How three championship teams were built on money and trades, had one historic season, united the city and then returned to mediocrity.
When you think of Los Angeles, you think of movies, celebrities, Hollywood and beautiful people, weather and beaches. Sports seem to be an afterthought, especially since teams have come and gone.
Now, after rebuilding a sports culture in the city, LA and its fans find themselves with a different kind of legacy.
I’m not saying the city doesn’t have a history of championships. The Lakers won 12 of their 17 rings here and the Dodgers won six out of their seven championships here as well. These teams’ fan bases are strong and are a huge part of the city.
The addition of the Rams in 2016 ended two decades of LA not having a football team. New and old fans alike came together for this homecoming and it was great.
All three teams ended up winning a championship in 2020 and 2021. LA became a sports city once more, but now, it has no future prospects or talents, falling short of any kind of dynasty.
When did this new culture start?
After a 35-45 record in the 2018-2019 season, many didn’t know what the LeBron James era of the Lakers would be like. Then the Anthony Davis trade happened. Young, developing talent was shipped out and NBA vets like Dwight Howard and Rajon Rondo joined the team.
When the pandemic took the world by storm, the NBA created “The Bubble” to continue the season. The Lakers came together and brought home a championship to end the decade-long drought.
What happened next?
In the 2020-2021 season, the Lakers were able to overcome injuries but got bounced in the play-in tournament. Their response? Pick up Carmelo Anthony, Malik Monk, Trevor Ariza and trade away more players for all-star Russell Westbrook.

--*--

▶ [WORK TO COMPLETE]:
#1 According to the article on Los Angeles sports teams, why did the NBA create "The Bubble"? Answer in one to three sentences.
#2 Repeat the article on Los Angeles sports teams word for word, everything from "Now, after rebuilding" down to "kind of dynasty.".
The lines that come after this note were drawn from a separate source.

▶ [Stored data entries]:
--*--

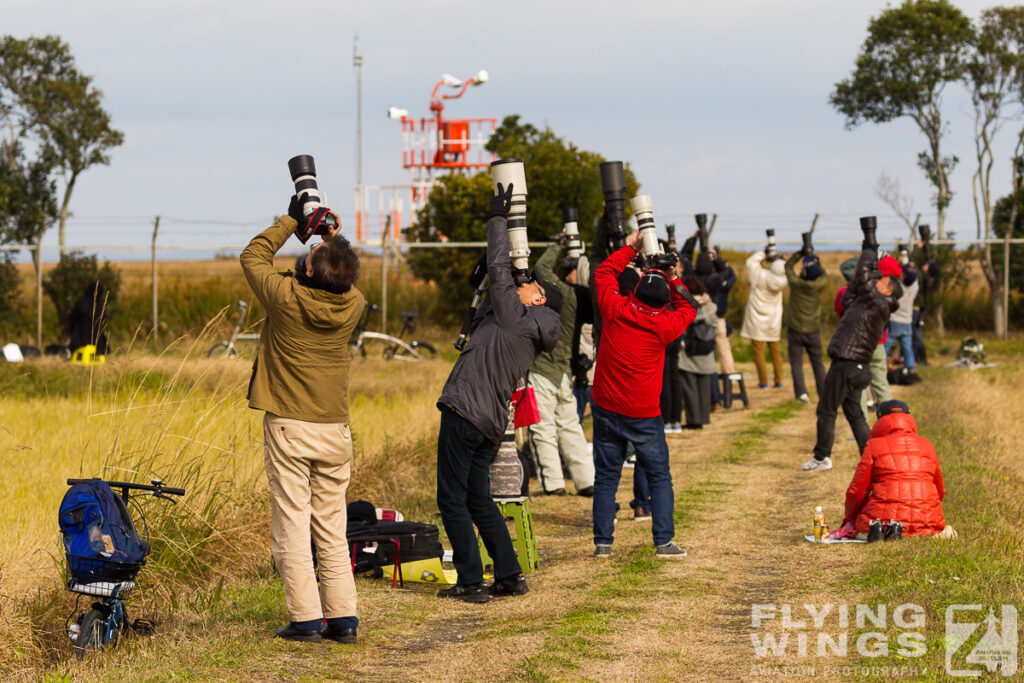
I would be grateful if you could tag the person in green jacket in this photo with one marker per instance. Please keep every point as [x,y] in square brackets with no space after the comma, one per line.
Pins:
[559,430]
[300,379]
[804,319]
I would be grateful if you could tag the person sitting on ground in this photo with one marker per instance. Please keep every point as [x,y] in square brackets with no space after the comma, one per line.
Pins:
[898,478]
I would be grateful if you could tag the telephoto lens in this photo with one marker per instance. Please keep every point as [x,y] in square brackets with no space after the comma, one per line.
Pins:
[869,226]
[701,219]
[570,227]
[506,172]
[770,251]
[643,212]
[303,172]
[613,186]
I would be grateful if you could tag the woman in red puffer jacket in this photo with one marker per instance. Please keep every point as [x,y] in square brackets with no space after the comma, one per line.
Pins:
[898,476]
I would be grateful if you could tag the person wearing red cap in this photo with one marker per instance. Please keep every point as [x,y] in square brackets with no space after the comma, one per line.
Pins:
[898,479]
[636,330]
[867,302]
[879,387]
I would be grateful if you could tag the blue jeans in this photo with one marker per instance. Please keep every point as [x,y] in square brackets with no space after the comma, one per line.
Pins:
[903,333]
[611,432]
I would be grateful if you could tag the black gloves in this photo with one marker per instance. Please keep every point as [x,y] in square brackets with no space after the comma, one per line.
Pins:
[501,203]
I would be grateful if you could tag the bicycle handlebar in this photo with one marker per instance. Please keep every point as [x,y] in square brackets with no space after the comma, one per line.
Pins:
[134,486]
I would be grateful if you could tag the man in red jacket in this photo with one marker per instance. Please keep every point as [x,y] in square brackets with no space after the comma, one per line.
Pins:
[898,478]
[636,330]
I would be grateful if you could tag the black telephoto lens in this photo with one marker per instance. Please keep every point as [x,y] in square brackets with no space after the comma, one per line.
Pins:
[869,225]
[808,247]
[613,186]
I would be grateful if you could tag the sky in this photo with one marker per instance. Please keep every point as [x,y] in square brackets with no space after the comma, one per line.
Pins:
[718,107]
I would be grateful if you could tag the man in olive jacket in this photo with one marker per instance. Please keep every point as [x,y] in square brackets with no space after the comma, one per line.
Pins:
[803,319]
[551,376]
[300,379]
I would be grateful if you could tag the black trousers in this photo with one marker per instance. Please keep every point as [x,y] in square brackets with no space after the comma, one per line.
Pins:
[672,390]
[844,382]
[696,397]
[796,343]
[464,456]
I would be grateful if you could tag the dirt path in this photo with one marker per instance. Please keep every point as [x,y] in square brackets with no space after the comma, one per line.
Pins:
[741,507]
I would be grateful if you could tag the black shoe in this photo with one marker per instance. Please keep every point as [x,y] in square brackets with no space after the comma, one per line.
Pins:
[876,530]
[346,636]
[512,586]
[291,633]
[473,593]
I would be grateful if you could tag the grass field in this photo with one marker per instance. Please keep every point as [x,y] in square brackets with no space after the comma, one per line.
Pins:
[741,506]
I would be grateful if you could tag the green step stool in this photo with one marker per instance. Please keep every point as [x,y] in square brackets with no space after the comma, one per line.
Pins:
[524,541]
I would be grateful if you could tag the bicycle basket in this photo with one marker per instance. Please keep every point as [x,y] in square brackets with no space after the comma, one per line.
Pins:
[92,575]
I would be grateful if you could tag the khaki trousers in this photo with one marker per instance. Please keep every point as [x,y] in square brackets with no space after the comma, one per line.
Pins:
[308,466]
[759,360]
[723,347]
[559,430]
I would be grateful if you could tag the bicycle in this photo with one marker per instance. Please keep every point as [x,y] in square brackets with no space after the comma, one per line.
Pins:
[104,624]
[226,348]
[394,347]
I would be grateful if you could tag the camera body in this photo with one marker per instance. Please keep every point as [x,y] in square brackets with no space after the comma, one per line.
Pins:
[506,172]
[613,187]
[317,220]
[808,246]
[771,252]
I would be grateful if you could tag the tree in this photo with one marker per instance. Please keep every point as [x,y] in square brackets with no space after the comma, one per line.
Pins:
[993,79]
[910,54]
[558,174]
[48,101]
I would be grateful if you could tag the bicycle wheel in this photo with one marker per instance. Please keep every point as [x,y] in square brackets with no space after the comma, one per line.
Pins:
[92,636]
[222,350]
[425,349]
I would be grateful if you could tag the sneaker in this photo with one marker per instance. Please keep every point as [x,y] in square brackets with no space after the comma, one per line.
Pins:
[473,593]
[816,465]
[344,636]
[301,635]
[512,586]
[670,551]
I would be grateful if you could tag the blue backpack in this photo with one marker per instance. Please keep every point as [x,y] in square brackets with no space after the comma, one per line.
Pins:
[97,528]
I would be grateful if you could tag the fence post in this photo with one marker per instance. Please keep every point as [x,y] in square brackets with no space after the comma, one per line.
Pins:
[39,292]
[156,316]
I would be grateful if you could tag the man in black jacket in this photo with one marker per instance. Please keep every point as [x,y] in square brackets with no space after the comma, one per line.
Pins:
[868,301]
[511,329]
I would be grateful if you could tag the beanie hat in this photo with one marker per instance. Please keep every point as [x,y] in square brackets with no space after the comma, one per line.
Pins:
[890,266]
[893,406]
[812,268]
[551,292]
[652,290]
[705,265]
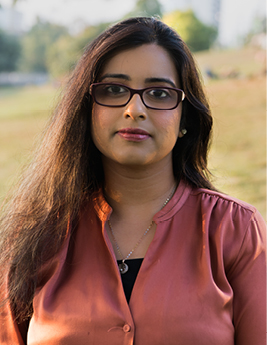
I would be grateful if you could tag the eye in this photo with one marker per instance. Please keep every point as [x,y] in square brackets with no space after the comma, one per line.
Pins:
[114,90]
[159,94]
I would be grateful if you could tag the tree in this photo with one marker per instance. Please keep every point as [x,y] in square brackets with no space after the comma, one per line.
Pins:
[36,43]
[10,51]
[196,35]
[146,8]
[63,54]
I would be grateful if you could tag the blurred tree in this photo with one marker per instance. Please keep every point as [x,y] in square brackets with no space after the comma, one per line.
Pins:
[146,8]
[10,51]
[36,43]
[196,35]
[63,54]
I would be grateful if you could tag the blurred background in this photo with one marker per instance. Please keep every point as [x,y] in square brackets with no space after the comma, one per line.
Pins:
[40,42]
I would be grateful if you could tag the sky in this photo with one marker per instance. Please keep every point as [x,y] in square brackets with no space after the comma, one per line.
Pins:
[236,15]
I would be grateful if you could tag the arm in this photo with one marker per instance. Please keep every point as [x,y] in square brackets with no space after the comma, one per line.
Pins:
[248,280]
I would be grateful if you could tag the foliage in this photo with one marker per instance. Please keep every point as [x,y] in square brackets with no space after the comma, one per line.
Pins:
[146,8]
[36,44]
[197,35]
[9,53]
[63,53]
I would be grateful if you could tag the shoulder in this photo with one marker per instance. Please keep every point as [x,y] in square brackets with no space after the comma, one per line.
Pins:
[220,203]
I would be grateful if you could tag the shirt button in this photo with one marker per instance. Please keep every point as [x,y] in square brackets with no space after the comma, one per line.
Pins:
[126,328]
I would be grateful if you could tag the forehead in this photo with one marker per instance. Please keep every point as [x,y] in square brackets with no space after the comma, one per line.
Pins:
[146,61]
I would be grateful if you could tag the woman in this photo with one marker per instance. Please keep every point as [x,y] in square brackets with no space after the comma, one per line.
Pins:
[116,235]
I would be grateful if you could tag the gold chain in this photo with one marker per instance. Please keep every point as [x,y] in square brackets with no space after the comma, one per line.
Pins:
[124,267]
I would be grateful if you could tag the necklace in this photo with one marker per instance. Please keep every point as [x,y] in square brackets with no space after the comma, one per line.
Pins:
[123,267]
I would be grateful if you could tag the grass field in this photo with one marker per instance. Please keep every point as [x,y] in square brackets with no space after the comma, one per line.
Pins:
[237,157]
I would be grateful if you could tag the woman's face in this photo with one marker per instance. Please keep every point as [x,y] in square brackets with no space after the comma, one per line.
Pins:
[135,135]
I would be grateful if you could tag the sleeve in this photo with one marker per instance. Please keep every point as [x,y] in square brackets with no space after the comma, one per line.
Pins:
[10,331]
[248,281]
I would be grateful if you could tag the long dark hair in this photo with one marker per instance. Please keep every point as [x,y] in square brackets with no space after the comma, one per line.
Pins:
[67,168]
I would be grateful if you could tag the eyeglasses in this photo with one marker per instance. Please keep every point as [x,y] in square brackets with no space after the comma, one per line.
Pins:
[118,95]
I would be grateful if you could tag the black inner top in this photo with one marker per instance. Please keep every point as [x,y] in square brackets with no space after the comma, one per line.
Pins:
[128,278]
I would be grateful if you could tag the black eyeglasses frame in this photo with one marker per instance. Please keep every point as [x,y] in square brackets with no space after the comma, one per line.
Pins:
[139,92]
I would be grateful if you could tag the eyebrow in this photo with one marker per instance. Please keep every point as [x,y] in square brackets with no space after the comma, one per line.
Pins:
[115,76]
[147,80]
[160,80]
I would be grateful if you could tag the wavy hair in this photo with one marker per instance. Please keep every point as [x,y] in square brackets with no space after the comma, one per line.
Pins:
[67,170]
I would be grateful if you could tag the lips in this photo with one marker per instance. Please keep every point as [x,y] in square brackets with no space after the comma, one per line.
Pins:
[133,134]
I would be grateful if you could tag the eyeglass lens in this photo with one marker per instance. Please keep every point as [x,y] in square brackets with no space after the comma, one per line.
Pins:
[118,95]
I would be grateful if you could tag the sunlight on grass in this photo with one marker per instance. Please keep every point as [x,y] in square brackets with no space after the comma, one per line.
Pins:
[237,157]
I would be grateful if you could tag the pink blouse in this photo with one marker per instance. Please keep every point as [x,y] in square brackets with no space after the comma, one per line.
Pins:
[202,281]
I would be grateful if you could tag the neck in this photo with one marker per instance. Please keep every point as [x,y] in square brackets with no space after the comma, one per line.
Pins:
[137,190]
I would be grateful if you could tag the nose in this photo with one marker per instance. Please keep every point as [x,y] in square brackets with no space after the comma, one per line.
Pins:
[135,109]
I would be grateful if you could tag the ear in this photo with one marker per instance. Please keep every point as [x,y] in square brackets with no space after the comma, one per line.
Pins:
[182,133]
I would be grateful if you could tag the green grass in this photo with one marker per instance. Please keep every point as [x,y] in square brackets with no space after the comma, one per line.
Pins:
[237,157]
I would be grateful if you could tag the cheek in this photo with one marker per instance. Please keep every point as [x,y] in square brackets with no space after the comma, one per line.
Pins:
[170,122]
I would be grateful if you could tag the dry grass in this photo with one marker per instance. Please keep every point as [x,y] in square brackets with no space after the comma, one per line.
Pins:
[237,157]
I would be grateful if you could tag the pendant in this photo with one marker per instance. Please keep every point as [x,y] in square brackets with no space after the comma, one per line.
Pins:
[123,267]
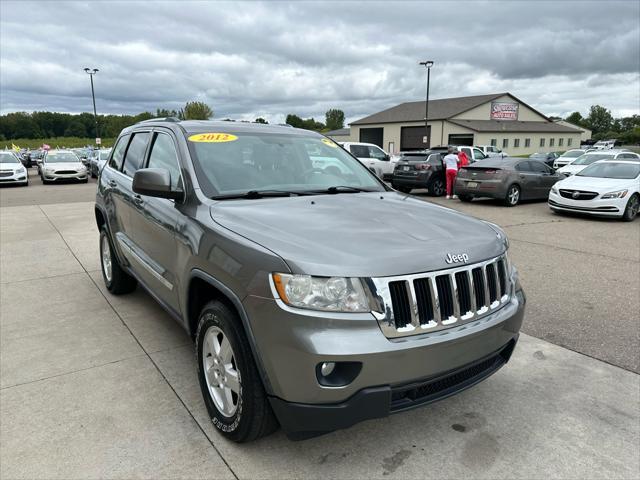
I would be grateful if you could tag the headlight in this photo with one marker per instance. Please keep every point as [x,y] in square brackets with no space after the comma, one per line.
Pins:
[618,194]
[332,294]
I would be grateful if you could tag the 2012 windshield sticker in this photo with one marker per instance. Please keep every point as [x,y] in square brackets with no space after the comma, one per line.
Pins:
[213,138]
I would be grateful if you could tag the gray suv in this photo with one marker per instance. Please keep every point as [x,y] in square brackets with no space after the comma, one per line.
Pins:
[317,297]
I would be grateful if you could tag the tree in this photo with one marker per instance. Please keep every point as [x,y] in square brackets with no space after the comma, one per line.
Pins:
[334,119]
[599,119]
[197,111]
[576,119]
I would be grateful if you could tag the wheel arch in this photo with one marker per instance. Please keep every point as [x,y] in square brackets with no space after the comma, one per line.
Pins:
[203,288]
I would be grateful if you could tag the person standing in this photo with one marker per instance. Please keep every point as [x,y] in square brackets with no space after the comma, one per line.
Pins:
[451,171]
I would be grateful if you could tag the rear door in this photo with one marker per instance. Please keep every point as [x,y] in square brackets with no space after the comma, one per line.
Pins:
[154,222]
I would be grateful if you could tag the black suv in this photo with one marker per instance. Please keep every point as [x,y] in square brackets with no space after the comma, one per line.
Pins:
[420,169]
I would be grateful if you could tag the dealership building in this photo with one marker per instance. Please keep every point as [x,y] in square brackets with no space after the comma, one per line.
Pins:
[499,119]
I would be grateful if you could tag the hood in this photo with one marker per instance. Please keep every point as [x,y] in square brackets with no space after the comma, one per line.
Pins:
[64,165]
[359,235]
[600,185]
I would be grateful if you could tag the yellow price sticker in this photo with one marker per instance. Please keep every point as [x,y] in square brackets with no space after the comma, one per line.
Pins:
[213,137]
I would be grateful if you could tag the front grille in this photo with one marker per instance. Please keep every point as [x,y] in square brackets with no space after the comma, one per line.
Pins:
[579,194]
[424,303]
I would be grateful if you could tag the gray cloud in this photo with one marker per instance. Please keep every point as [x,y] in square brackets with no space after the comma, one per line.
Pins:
[269,59]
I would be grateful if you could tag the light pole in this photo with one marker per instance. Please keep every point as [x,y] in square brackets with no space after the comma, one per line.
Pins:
[428,64]
[91,73]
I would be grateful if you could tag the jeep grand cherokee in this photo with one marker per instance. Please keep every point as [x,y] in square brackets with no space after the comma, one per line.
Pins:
[317,297]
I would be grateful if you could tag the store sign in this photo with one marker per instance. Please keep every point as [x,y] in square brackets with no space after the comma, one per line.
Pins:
[504,111]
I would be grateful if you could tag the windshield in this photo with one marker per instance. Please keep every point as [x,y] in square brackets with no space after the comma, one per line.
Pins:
[8,158]
[592,157]
[61,157]
[572,154]
[612,170]
[234,164]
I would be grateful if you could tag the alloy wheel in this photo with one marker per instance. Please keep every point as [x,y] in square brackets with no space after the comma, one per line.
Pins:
[220,371]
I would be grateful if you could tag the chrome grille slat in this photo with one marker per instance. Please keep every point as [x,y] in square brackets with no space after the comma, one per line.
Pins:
[428,302]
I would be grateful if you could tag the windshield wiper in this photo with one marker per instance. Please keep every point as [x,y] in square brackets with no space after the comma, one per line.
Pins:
[256,194]
[345,189]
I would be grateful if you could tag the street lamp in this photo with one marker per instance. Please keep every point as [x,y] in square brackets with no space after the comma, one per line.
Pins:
[91,73]
[428,64]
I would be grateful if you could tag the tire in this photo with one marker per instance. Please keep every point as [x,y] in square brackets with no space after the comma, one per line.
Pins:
[115,278]
[243,415]
[632,208]
[437,187]
[512,198]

--*--

▶ [TASK-BY-TASK ANSWERS]:
#1 The NBA created "The Bubble" so that the season could continue after the pandemic took the world by storm.

#2
Now, after rebuilding a sports culture in the city, LA and its fans find themselves with a different kind of legacy.
I’m not saying the city doesn’t have a history of championships. The Lakers won 12 of their 17 rings here and the Dodgers won six out of their seven championships here as well. These teams’ fan bases are strong and are a huge part of the city.
The addition of the Rams in 2016 ended two decades of LA not having a football team. New and old fans alike came together for this homecoming and it was great.
All three teams ended up winning a championship in 2020 and 2021. LA became a sports city once more, but now, it has no future prospects or talents, falling short of any kind of dynasty.